— Begin —
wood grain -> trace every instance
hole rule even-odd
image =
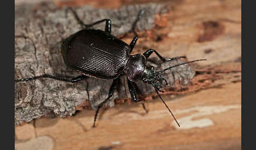
[[[153,28],[140,32],[133,52],[153,48],[166,57],[208,59],[195,66],[189,86],[178,82],[162,95],[181,127],[152,94],[145,97],[148,113],[116,99],[95,128],[90,110],[15,125],[15,149],[241,149],[241,1],[174,1]]]

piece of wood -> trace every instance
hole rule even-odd
[[[15,148],[241,149],[241,1],[185,0],[170,6],[169,13],[156,15],[153,28],[139,33],[133,53],[153,48],[166,57],[208,59],[196,63],[188,86],[177,81],[163,94],[181,127],[152,92],[144,97],[147,114],[116,98],[115,106],[100,111],[95,128],[95,111],[83,105],[71,117],[16,127]],[[31,140],[21,137],[23,130]]]

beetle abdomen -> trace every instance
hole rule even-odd
[[[104,31],[81,30],[62,45],[66,65],[78,73],[104,79],[116,78],[123,71],[130,47]]]

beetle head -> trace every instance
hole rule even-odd
[[[146,67],[141,79],[144,83],[151,84],[160,91],[160,89],[162,88],[163,81],[164,81],[167,85],[165,79],[162,77],[159,71],[155,71],[153,67]]]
— End —
**EXERCISE REQUIREMENTS**
Rewrite the lines of all the items above as a JSON list of strings, one string per line, skipping blank lines and leaving out the picture.

**ANSWER FOR THIS EXERCISE**
[
  "wood grain -> trace every instance",
  "hole rule even-odd",
  "image =",
  "[[[153,28],[140,32],[133,52],[153,48],[166,57],[208,59],[195,66],[189,86],[178,82],[162,95],[181,127],[152,94],[145,97],[148,113],[116,99],[95,128],[90,110],[15,125],[15,149],[241,149],[241,1],[174,1]]]",
  "piece of wood -> trace every instance",
  "hole rule even-odd",
  "[[[15,148],[241,149],[241,1],[185,0],[170,6],[169,13],[156,15],[153,28],[139,33],[133,53],[153,48],[166,57],[208,59],[196,63],[188,86],[177,81],[163,94],[181,127],[152,92],[144,97],[147,114],[116,98],[115,106],[100,111],[95,128],[95,111],[83,105],[71,117],[16,127]],[[31,140],[21,137],[23,130]]]",
  "beetle abdomen -> trace every instance",
  "hole rule even-odd",
  "[[[104,31],[81,30],[62,45],[66,65],[78,73],[104,79],[116,78],[123,71],[130,47]]]",
  "beetle head -> trace every instance",
  "hole rule even-odd",
  "[[[146,67],[141,79],[144,83],[151,84],[160,91],[160,89],[162,88],[163,81],[164,81],[167,85],[165,79],[162,77],[159,71],[155,71],[153,67]]]"
]